↓↓↓

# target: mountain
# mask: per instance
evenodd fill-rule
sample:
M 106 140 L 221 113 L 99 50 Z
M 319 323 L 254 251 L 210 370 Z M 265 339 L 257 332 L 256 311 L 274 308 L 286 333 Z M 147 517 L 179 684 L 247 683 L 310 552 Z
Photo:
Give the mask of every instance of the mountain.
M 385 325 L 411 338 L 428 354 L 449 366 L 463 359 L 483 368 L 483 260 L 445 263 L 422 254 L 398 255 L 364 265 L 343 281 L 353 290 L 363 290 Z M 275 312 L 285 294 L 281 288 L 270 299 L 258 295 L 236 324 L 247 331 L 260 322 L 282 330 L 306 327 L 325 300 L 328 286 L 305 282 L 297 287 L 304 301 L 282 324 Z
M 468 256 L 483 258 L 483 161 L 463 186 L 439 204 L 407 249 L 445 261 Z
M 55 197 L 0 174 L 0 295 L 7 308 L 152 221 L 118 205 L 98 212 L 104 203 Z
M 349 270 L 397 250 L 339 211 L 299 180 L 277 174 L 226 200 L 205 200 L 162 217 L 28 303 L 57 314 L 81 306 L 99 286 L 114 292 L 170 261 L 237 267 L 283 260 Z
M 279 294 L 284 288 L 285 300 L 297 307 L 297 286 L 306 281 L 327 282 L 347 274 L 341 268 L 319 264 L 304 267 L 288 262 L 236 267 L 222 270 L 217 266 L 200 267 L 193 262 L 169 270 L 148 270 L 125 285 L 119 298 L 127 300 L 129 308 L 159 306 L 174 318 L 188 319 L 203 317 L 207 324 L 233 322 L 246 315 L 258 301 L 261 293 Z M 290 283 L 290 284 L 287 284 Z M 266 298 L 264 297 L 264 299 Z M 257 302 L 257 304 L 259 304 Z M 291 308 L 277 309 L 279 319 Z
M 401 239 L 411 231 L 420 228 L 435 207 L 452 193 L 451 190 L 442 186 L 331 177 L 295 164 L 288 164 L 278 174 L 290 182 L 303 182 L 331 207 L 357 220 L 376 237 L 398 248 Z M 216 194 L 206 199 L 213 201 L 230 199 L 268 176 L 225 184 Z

↑↑↑

> **WHAT TO PRODUCE**: Lay out the lines above as a Markdown table with the columns No. and Line, numbering each non-blank line in order and omitting any blank lines.

> **IN RESPONSE**:
| No. | Line |
|---|---|
| 1 | # target: mountain |
| 2 | # mask: per instance |
| 3 | evenodd fill-rule |
| 4 | sample: |
| 5 | M 106 140 L 221 113 L 99 50 Z |
| 6 | M 319 323 L 254 251 L 210 370 Z M 265 339 L 257 332 L 256 311 L 274 308 L 286 333 Z M 147 517 L 179 684 L 247 683 L 310 552 Z |
| 7 | Photo: |
| 8 | Give the mask of every instance of the mountain. |
| 9 | M 385 325 L 411 338 L 428 354 L 449 366 L 463 359 L 483 368 L 483 260 L 445 263 L 422 254 L 398 255 L 364 265 L 343 281 L 353 290 L 363 290 Z M 275 312 L 285 294 L 281 288 L 270 299 L 258 295 L 236 324 L 247 331 L 260 322 L 282 330 L 306 327 L 325 300 L 328 286 L 305 282 L 297 287 L 304 301 L 282 324 Z |
| 10 | M 468 256 L 483 258 L 483 161 L 463 186 L 439 204 L 407 249 L 445 261 Z |
| 11 | M 55 197 L 0 174 L 0 295 L 7 308 L 152 221 L 118 205 L 98 212 L 104 203 Z |
| 12 | M 349 270 L 397 250 L 339 211 L 299 180 L 277 174 L 226 200 L 205 200 L 162 217 L 28 303 L 57 314 L 81 306 L 99 286 L 114 292 L 170 261 L 237 267 L 283 260 Z |
| 13 | M 279 294 L 284 288 L 285 300 L 297 307 L 297 286 L 306 281 L 327 282 L 347 274 L 341 268 L 319 264 L 304 267 L 288 262 L 236 267 L 222 270 L 217 266 L 200 267 L 193 262 L 169 270 L 148 270 L 125 285 L 119 298 L 127 300 L 129 308 L 159 306 L 174 318 L 188 319 L 203 317 L 207 324 L 233 322 L 246 315 L 258 301 L 261 293 Z M 290 283 L 290 284 L 287 284 Z M 266 298 L 264 297 L 264 299 Z M 257 302 L 257 304 L 259 304 Z M 291 308 L 277 309 L 279 319 Z |
| 14 | M 401 239 L 411 231 L 420 228 L 435 207 L 452 193 L 451 190 L 442 186 L 331 177 L 295 164 L 288 164 L 278 174 L 290 182 L 303 182 L 331 207 L 357 220 L 376 237 L 398 248 Z M 216 194 L 206 199 L 213 201 L 230 199 L 268 176 L 225 184 Z |